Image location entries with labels
#####

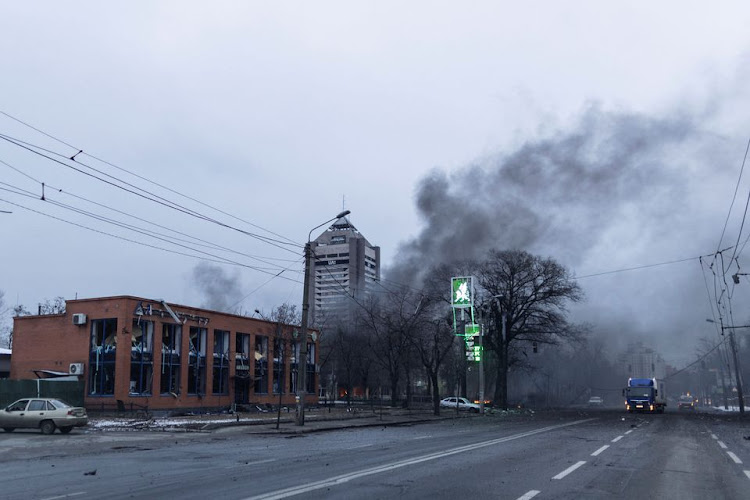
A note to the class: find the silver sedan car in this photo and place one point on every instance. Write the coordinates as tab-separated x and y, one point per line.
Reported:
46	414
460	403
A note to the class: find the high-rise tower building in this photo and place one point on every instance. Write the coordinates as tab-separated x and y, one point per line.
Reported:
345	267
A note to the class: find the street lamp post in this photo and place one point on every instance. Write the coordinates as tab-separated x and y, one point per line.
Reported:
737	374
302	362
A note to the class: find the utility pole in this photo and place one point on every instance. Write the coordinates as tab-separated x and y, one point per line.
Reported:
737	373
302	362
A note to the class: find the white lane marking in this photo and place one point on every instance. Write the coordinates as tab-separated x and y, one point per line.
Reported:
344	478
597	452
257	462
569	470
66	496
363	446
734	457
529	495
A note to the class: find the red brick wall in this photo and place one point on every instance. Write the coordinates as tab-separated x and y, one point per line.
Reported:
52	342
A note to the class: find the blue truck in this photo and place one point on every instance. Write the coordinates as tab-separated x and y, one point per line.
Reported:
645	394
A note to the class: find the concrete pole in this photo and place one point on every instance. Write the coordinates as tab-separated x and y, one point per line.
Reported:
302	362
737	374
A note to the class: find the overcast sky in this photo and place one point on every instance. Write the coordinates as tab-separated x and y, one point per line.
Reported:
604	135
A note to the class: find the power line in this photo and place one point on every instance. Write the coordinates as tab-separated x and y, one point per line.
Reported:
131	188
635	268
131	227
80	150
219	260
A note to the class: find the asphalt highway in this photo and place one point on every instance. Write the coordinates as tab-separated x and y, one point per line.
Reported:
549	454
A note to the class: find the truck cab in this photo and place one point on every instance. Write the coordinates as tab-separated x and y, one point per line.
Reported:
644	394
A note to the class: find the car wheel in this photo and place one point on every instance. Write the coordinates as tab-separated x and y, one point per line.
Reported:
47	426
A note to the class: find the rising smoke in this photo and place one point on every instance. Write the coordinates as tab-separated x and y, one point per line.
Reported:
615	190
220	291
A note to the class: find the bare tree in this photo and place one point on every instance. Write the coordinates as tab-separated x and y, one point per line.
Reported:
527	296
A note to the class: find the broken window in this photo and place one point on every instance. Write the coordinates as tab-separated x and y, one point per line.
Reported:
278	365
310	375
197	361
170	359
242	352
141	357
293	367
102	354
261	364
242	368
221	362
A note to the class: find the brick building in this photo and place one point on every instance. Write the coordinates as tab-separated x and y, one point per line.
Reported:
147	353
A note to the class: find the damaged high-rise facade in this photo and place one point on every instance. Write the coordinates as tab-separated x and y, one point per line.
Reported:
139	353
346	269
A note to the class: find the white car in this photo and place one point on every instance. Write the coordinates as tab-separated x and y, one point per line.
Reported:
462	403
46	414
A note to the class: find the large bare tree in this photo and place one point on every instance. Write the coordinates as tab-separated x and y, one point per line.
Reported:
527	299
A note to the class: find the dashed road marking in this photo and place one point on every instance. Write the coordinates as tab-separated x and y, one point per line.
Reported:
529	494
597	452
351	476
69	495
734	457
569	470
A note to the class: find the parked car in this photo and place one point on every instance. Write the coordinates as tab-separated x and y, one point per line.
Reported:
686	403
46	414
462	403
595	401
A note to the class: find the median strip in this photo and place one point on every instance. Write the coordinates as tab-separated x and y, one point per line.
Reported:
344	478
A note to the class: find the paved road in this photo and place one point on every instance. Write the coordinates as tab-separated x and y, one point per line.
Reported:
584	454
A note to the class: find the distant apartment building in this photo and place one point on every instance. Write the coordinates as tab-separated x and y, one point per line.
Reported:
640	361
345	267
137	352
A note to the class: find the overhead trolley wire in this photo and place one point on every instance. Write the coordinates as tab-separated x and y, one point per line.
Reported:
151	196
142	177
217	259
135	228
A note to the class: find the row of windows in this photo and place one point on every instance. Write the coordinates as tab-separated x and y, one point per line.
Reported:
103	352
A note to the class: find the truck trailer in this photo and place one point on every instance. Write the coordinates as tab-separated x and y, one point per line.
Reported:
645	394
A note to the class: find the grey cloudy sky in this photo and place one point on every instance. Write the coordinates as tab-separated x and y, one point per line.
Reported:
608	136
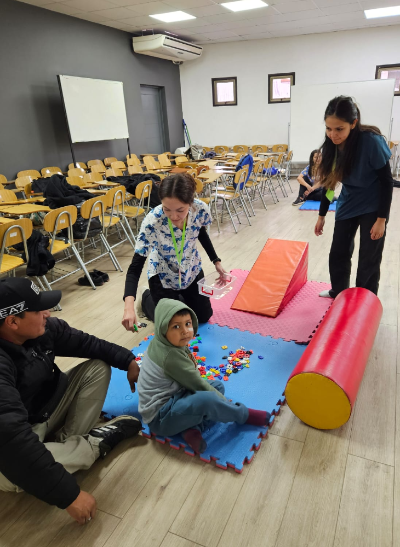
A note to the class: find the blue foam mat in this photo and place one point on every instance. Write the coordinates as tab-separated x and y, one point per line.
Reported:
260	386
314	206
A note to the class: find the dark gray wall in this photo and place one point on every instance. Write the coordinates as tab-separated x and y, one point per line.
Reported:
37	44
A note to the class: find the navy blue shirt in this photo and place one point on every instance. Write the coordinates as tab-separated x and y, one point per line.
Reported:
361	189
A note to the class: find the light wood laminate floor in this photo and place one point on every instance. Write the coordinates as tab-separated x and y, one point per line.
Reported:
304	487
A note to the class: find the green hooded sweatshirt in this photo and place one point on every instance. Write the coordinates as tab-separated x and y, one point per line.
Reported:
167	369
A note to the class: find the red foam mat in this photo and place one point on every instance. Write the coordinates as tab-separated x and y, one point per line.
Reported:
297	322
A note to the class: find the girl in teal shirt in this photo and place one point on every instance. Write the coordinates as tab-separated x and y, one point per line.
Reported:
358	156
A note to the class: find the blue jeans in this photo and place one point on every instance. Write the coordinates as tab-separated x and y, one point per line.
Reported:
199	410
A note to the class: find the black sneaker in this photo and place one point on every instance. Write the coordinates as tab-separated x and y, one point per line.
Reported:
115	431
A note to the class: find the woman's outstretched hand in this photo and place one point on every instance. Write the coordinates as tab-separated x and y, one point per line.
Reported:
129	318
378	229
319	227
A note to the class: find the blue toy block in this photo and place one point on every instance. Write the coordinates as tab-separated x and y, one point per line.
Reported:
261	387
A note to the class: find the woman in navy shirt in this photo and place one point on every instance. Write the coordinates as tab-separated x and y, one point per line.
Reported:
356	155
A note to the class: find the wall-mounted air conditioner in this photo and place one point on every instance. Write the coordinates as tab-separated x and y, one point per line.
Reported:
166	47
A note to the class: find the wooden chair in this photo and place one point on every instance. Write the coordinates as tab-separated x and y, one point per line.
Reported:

#####

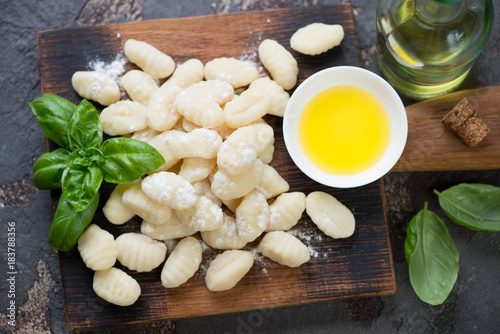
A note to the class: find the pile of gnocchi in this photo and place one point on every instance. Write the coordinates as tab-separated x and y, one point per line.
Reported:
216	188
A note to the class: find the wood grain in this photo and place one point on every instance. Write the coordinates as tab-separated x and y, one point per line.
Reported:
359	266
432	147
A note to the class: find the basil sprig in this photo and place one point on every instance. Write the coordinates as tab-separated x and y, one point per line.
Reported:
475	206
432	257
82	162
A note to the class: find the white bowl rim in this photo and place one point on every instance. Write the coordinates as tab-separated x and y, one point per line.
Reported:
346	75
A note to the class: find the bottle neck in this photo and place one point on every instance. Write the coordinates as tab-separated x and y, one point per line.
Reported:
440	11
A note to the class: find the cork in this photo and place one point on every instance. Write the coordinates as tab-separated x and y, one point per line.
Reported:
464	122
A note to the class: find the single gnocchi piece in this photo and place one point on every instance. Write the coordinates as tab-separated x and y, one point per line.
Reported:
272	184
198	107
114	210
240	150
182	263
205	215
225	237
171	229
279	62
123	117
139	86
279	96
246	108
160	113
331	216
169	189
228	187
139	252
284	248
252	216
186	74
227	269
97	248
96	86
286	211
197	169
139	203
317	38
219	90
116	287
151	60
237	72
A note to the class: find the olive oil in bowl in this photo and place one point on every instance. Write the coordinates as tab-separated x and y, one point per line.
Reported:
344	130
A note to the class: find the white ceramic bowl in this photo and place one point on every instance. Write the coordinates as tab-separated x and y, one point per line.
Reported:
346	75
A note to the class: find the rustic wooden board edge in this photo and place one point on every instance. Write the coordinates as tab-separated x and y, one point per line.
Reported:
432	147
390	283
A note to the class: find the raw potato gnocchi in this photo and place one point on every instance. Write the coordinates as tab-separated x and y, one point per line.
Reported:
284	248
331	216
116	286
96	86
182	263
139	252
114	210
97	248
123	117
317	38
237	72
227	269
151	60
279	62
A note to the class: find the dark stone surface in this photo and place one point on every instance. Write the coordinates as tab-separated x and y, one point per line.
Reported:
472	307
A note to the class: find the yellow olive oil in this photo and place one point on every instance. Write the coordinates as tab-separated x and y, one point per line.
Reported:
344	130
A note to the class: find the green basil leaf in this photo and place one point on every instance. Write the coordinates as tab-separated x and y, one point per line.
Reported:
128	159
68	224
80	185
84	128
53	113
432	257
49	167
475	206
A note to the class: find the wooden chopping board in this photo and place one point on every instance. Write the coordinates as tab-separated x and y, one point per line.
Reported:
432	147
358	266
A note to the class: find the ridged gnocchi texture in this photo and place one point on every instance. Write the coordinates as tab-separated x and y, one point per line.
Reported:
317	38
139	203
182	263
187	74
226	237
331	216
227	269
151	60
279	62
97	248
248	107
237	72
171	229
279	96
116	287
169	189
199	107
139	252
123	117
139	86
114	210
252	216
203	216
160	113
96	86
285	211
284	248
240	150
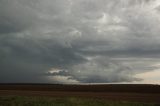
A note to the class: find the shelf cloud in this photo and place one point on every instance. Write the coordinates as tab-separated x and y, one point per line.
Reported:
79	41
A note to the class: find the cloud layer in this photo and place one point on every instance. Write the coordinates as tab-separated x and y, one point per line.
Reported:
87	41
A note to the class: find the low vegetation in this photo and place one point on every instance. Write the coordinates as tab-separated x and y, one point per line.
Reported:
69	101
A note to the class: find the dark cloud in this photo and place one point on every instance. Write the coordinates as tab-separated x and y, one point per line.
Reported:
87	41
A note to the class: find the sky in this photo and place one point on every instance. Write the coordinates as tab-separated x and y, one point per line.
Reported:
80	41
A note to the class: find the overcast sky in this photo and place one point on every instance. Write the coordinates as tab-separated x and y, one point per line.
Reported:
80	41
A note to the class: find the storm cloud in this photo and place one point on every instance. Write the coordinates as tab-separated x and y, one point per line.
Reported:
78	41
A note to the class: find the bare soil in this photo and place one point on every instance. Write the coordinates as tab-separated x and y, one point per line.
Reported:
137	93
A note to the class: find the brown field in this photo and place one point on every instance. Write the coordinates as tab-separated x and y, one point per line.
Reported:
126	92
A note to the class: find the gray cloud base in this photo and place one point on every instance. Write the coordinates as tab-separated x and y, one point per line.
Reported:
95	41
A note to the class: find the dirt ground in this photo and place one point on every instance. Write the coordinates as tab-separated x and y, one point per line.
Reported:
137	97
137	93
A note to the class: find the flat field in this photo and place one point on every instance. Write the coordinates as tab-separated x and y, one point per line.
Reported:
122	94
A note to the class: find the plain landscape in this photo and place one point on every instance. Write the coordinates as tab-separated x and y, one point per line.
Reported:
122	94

#####

How many lines in the entries above contain the string "bowl"? Case counts. Give only the number.

_Complete answer_:
3